> **Texto fornecido**:

Oh, happy day
Mais um “Oh, happy day” no Tribunal de Justiça,
ontem. Revirada (mantenha, revisor), mais uma sentença. De fato esperei mais de
três horas para falar. Pensam que me importei com a espera? Nada disso. É o momento
de ver como os colegas e os magistrados trabalham. E de ver como as pessoas
existem, é um exercício de aprendizado das pessoas, além do Direito que
compulsoriamente vamos ouvindo. De novo vou falar: havia só quatro mulheres na
sessão, comigo, de resto, só homens magistrados e advogados, muitos. Havia
quatro servidoras muito atentas às sustentações orais.
O bardo
Eis que o bardo
inglês adentra ao plenário, sim, ele, Shakespeare (calma, gente, é só metáfora).
Desenrola-se na tribuna a peça O Mercador
de Veneza. Coisas de agiotagem. Pelo Shylock mineiro, digo, pelo apelante,
um dos príncipes do foro (não direi, não direi, ele se reconhecerá se calhar de
ler o Blog), pela vítima, digo, pelo apelado, convicto advogado entrado em anos,
mas firme. Disse o advogado: o nonagenário
foi sangrado. Shakespeare puro, a libra de carne de Antônio, a simbologia
do sangramento.
A libra de carne
que eu pretendo
Comprei-a bem
cara, é minha e quero tel-a;
Se m’a recusaes,
ai das vossas leis!

> **Dados de entrada**:
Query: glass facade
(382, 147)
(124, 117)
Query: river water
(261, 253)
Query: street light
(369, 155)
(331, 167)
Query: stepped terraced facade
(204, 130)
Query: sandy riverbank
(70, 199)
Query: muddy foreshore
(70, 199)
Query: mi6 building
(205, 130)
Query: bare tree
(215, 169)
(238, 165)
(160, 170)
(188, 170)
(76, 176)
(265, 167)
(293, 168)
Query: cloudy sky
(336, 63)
--
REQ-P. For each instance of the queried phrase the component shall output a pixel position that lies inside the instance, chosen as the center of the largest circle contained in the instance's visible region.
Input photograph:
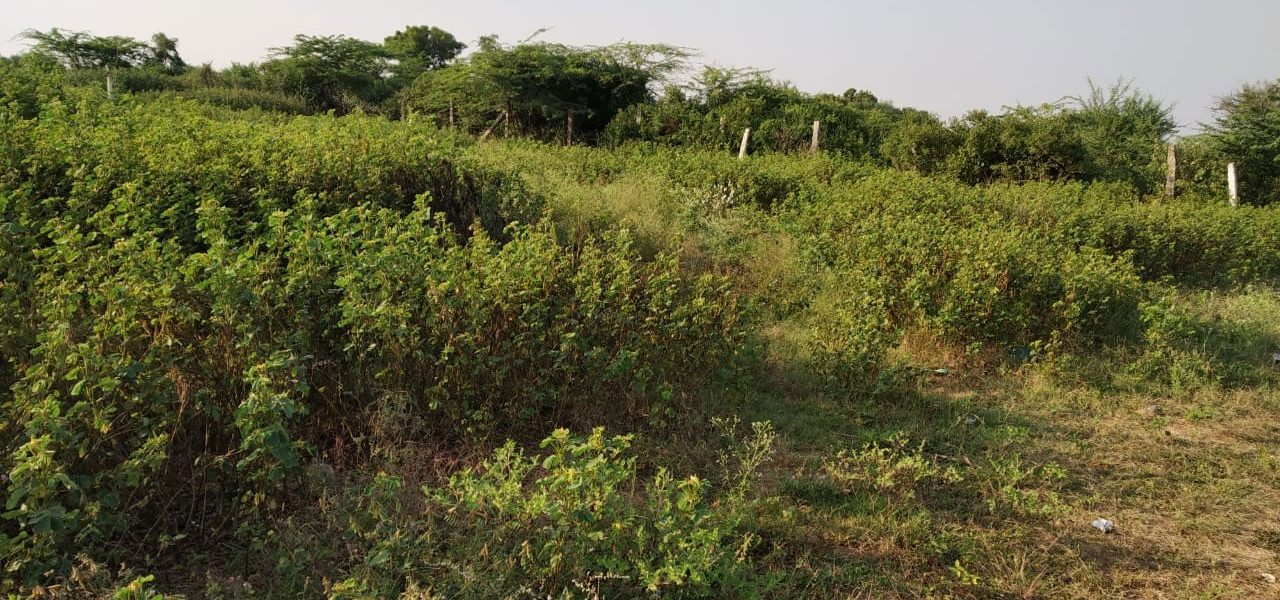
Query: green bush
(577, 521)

> **Tarefas**:
1 > Segundo o texto fornecido, qual peça se desenrola na tribuna?
2 > Mostre todas as linhas dos registros que contêm a palavra "Query", diferenciando maiúsculas de minúsculas.

> **Respostas por tarefa**:
1 > O Mercador de Veneza.

2 >
Query: glass facade
Query: river water
Query: street light
Query: stepped terraced facade
Query: sandy riverbank
Query: muddy foreshore
Query: mi6 building
Query: bare tree
Query: cloudy sky
Query: green bush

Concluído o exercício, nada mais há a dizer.